**INSTRUCTIONS TO FOLLOW:** Tally every line in the data that has the word "daylight" and report only the total.
** RECORDS follows **
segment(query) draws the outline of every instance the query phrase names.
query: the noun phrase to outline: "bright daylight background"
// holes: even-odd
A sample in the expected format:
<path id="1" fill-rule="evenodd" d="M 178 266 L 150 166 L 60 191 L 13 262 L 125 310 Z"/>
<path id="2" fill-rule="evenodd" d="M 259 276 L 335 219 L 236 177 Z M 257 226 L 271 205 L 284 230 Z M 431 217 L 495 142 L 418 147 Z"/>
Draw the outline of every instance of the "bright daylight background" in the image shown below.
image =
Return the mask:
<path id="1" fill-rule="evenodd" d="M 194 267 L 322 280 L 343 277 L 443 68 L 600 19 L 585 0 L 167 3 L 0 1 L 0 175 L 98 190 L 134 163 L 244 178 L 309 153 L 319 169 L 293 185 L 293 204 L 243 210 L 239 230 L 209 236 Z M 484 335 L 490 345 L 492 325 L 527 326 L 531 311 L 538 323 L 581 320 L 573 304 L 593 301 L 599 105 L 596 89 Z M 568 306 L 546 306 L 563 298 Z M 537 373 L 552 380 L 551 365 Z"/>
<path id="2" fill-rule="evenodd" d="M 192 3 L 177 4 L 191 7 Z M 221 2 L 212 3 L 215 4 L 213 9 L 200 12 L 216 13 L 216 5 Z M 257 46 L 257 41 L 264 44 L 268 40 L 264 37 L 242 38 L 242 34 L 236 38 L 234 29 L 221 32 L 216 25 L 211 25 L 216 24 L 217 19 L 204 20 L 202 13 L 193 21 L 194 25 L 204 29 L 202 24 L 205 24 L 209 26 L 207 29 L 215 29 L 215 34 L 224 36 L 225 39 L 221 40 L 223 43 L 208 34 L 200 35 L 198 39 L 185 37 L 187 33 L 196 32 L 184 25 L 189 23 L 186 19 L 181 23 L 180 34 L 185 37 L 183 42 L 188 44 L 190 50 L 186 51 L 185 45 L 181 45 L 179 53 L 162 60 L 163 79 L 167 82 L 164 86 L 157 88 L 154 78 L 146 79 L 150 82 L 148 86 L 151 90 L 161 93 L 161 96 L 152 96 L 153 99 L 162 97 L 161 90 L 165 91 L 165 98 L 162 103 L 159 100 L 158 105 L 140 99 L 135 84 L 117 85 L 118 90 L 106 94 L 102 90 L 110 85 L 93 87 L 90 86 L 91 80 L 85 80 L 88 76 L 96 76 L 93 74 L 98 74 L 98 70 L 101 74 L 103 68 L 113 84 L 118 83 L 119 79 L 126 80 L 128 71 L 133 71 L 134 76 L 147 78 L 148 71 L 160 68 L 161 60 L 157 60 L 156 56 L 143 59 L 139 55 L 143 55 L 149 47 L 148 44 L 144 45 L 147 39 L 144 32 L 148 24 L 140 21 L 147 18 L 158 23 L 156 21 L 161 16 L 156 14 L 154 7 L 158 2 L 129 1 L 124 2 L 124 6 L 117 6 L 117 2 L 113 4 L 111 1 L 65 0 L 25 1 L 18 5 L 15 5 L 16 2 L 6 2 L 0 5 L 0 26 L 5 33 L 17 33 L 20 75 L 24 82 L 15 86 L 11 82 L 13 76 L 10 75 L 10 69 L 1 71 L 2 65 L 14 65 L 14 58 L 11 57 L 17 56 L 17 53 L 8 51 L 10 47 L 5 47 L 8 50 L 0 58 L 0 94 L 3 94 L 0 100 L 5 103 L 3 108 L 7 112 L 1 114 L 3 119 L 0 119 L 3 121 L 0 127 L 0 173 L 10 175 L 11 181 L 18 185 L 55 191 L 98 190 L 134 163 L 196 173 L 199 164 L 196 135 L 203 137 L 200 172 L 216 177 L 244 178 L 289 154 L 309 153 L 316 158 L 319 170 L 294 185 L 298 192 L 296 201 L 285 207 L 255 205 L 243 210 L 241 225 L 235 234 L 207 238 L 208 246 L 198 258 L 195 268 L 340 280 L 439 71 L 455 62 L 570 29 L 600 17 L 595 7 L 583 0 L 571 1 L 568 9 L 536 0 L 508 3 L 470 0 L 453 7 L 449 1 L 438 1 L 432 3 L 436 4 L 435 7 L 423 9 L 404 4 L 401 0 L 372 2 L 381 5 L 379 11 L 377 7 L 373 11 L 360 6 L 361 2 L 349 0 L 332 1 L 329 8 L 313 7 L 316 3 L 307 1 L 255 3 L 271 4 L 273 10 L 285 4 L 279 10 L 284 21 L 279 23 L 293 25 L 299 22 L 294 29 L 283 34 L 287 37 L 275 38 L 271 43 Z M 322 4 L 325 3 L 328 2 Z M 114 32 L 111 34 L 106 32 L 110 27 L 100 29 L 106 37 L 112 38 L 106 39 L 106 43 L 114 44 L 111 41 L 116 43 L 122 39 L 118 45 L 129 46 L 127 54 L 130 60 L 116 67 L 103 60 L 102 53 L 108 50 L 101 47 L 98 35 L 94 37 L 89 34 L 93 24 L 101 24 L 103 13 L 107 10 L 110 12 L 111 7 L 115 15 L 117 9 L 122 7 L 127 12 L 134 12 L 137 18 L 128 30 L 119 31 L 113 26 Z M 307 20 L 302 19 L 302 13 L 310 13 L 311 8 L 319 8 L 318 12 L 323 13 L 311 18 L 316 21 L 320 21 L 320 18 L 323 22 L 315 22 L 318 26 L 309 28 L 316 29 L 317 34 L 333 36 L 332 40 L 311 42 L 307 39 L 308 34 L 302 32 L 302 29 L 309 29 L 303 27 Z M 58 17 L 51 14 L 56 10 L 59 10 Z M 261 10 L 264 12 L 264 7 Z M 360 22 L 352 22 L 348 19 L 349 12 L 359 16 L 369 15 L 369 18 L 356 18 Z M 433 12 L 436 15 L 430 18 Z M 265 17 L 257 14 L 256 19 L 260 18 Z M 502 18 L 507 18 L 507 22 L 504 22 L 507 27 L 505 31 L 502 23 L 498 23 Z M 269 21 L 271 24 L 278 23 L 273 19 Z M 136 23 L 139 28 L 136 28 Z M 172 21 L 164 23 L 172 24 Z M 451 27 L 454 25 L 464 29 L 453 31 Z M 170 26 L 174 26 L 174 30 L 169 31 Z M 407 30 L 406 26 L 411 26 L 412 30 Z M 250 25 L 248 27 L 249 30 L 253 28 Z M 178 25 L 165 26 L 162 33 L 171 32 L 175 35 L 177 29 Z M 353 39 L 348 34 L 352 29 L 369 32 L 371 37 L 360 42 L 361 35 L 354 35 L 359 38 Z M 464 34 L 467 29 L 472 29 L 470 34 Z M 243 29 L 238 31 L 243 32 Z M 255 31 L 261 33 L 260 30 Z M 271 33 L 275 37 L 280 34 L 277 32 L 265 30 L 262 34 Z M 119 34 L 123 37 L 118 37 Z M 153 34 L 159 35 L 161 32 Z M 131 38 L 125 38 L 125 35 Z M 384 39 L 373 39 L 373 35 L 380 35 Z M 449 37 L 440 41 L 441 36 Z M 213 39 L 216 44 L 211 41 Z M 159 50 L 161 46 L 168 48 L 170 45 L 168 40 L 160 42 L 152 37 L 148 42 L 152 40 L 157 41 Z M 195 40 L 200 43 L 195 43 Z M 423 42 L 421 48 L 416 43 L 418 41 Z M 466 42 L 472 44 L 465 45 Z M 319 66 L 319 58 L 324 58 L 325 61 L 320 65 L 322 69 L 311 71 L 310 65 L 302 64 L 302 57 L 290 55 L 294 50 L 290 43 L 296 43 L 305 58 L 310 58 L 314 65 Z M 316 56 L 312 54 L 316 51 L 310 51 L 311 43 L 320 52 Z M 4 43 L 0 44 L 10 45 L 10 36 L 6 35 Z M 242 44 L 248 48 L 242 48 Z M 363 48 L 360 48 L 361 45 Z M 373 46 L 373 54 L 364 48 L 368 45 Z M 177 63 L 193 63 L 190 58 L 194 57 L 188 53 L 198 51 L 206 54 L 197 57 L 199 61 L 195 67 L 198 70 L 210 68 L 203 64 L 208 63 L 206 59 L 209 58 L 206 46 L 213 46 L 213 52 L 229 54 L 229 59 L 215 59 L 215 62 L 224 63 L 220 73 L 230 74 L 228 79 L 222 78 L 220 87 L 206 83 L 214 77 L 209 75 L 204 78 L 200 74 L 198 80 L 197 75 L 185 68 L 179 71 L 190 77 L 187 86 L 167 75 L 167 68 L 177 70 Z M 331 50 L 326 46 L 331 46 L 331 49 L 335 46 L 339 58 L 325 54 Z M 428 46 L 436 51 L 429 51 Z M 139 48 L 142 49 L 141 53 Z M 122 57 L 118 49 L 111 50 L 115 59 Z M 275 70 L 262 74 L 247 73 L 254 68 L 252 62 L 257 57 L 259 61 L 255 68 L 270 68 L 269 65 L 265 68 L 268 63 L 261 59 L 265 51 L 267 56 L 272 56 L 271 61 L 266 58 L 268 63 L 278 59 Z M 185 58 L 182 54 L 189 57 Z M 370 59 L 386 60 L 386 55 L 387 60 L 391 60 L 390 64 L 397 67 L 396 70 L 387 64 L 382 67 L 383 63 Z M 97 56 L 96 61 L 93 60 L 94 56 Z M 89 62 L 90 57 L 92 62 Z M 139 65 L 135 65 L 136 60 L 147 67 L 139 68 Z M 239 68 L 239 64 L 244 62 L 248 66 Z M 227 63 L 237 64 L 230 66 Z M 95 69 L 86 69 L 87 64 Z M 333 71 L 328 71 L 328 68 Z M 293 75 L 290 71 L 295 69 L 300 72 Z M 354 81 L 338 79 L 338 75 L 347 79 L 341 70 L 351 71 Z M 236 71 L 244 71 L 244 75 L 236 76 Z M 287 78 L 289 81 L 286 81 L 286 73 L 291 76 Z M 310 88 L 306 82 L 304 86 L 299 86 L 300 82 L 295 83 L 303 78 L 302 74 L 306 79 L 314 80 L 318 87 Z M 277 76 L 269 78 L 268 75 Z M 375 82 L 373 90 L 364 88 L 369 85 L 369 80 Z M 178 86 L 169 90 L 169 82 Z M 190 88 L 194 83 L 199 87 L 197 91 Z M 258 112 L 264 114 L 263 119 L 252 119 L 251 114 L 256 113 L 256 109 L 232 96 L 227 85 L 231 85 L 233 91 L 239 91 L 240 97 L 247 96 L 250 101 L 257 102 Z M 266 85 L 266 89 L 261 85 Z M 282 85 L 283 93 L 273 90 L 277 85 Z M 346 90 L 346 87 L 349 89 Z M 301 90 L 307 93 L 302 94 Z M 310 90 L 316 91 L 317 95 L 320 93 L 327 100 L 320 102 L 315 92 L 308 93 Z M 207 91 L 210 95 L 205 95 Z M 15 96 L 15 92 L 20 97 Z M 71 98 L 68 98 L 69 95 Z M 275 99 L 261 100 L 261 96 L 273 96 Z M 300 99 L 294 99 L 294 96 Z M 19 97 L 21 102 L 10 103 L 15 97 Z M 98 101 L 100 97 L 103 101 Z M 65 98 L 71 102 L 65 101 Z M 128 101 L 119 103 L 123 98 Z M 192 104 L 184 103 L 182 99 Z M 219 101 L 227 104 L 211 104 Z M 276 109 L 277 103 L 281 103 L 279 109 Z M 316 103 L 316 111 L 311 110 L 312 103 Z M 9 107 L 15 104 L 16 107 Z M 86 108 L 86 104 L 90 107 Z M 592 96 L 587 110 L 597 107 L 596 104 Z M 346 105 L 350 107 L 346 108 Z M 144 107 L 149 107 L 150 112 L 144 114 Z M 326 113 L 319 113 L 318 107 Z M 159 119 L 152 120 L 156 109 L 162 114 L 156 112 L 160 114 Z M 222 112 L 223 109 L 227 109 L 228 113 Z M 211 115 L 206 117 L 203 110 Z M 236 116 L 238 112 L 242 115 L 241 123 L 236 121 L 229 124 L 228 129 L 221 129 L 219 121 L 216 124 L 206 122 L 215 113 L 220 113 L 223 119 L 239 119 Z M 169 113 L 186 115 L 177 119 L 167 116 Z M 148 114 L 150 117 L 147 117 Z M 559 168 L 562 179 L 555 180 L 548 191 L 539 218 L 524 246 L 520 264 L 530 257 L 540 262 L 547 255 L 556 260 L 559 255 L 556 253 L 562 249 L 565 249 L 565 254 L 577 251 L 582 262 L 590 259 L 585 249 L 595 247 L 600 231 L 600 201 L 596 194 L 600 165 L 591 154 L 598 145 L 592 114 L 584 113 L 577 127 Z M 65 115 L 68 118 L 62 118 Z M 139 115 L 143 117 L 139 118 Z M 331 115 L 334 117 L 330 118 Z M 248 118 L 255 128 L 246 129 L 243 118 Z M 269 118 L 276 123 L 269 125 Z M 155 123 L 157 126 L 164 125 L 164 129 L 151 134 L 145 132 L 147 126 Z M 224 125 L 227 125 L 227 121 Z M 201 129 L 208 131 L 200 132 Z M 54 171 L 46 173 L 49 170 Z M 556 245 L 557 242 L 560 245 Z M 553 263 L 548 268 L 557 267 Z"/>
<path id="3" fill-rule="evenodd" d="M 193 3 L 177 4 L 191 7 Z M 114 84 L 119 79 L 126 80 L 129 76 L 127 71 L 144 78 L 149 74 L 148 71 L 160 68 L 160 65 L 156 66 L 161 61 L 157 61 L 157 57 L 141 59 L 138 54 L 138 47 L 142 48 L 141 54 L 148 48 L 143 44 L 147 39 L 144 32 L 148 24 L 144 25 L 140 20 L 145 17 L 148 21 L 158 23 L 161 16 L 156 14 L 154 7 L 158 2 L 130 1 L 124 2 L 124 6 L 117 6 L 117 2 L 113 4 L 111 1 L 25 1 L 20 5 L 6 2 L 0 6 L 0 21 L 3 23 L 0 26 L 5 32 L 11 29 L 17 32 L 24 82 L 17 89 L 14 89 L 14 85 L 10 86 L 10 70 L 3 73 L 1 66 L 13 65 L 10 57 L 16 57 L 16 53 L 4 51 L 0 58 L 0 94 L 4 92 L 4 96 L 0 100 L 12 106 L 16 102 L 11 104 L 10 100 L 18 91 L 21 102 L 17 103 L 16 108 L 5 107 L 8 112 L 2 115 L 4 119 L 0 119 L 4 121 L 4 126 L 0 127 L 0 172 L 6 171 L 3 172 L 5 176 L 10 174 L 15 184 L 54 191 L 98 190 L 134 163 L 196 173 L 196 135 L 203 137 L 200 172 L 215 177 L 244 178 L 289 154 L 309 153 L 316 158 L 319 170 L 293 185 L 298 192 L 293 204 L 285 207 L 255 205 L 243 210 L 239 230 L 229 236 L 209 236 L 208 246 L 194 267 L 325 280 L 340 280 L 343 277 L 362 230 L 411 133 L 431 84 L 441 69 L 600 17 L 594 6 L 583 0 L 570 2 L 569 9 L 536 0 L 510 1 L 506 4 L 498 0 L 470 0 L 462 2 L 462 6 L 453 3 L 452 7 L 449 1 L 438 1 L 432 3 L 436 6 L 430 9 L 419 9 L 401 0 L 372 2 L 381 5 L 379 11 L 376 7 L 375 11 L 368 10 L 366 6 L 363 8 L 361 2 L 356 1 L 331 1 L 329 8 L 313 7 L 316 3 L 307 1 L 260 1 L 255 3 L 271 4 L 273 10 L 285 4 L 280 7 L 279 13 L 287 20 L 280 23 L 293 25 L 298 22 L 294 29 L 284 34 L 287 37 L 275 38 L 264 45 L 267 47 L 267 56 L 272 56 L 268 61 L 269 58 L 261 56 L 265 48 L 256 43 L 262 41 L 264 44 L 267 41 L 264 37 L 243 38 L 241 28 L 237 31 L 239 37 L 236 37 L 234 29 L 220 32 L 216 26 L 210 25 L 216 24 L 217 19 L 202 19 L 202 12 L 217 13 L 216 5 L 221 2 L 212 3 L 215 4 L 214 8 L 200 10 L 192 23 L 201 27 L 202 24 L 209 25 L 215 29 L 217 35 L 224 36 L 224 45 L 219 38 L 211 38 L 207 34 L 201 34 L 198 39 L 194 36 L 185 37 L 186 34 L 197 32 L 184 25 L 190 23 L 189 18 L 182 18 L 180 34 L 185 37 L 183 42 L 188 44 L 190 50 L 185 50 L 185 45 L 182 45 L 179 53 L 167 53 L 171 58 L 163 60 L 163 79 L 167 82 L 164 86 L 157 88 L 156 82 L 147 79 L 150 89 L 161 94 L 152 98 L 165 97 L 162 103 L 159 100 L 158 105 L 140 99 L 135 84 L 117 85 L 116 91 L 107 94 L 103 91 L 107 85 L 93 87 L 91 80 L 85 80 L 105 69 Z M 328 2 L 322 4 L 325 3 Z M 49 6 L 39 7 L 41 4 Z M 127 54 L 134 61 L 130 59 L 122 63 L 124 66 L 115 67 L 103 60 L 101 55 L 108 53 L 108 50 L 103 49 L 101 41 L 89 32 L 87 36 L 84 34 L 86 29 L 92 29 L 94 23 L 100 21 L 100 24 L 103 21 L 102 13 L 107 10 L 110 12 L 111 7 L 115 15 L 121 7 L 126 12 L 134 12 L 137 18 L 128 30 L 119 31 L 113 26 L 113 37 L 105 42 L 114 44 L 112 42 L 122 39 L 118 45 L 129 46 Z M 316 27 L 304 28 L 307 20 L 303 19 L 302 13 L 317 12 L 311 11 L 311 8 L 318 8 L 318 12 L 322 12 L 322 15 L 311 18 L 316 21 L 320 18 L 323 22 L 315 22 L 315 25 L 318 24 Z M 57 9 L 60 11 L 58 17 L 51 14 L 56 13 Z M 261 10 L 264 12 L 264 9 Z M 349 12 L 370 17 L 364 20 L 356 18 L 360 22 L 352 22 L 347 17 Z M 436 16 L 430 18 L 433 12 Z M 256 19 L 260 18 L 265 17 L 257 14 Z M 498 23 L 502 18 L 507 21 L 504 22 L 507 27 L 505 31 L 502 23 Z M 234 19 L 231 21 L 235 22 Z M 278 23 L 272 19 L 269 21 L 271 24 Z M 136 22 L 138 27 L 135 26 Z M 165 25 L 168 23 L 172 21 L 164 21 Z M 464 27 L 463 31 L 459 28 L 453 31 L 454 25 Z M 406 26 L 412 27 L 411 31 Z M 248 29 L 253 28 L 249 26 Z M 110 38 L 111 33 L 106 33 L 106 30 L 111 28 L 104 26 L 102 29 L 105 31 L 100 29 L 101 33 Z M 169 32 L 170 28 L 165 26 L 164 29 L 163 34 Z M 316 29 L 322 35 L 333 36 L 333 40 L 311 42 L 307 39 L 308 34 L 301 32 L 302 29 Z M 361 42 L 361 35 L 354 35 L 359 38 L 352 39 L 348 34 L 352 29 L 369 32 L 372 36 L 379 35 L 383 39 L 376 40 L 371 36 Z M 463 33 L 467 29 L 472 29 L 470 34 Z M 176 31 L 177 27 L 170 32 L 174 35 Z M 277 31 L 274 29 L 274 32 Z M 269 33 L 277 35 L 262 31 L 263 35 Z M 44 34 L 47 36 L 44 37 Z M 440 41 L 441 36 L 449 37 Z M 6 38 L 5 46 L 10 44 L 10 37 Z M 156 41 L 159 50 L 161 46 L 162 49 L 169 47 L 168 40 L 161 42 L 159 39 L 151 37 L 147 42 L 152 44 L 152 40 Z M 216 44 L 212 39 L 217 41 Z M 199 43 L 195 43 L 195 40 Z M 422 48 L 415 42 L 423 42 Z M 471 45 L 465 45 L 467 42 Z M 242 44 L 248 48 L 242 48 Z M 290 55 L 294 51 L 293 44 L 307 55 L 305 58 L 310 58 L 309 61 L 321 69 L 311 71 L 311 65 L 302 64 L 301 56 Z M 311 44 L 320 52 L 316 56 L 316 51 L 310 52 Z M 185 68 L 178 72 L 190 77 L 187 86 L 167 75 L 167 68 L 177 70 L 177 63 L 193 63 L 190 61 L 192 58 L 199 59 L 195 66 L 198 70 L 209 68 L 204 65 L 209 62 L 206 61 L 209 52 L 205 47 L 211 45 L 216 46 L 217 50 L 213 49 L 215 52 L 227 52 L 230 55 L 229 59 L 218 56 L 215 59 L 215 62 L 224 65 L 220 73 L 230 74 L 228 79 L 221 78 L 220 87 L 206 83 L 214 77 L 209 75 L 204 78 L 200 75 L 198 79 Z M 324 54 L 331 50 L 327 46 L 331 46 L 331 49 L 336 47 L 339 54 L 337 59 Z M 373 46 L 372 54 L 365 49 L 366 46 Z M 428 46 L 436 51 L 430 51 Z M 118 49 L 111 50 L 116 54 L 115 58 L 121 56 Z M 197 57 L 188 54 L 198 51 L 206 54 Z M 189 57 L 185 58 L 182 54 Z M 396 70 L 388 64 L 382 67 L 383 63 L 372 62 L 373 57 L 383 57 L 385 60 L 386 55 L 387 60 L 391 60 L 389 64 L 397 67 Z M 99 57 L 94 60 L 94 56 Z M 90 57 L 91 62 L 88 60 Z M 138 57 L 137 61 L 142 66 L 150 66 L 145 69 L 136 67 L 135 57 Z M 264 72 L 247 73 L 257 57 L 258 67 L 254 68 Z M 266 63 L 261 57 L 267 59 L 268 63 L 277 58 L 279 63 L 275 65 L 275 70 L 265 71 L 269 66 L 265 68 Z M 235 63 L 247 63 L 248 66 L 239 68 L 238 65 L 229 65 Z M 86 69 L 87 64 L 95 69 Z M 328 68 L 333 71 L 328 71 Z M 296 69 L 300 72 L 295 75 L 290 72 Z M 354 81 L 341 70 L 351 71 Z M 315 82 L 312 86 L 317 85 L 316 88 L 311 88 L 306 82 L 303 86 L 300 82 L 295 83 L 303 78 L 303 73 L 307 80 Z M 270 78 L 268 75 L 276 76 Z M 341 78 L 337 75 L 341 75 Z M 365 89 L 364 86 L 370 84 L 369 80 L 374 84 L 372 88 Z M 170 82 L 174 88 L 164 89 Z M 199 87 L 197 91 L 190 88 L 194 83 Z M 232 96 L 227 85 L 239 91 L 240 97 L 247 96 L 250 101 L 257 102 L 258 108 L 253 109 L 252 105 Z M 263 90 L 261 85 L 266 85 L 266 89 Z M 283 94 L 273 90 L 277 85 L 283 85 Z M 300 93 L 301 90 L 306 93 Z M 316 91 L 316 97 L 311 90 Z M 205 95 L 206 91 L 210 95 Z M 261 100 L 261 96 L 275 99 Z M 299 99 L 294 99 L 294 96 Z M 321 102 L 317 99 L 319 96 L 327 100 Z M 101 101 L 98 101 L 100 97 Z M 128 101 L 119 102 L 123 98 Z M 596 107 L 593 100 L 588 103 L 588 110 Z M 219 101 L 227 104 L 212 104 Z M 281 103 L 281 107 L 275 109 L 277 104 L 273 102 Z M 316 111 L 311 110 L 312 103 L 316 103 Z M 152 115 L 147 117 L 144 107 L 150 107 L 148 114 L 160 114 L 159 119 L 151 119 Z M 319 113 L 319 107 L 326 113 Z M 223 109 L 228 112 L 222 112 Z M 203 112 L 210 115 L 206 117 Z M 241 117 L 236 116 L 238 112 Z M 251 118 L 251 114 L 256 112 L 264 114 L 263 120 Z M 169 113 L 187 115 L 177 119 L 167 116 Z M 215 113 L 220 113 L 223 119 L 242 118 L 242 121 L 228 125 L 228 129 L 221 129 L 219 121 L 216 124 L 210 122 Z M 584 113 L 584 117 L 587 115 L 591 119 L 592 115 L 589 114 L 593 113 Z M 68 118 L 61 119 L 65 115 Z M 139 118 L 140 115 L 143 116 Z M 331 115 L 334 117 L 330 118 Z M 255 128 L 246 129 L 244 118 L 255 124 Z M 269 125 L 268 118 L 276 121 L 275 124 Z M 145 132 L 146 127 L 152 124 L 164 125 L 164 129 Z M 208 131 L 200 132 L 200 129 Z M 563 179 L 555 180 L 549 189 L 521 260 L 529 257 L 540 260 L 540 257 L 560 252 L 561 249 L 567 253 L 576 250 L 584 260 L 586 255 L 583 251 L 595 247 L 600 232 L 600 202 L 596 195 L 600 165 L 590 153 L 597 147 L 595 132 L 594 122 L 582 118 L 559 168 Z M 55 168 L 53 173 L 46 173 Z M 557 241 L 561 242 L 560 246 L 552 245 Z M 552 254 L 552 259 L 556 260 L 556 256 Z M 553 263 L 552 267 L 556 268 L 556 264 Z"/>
** End of RECORDS **
**ANSWER SPACE:** 2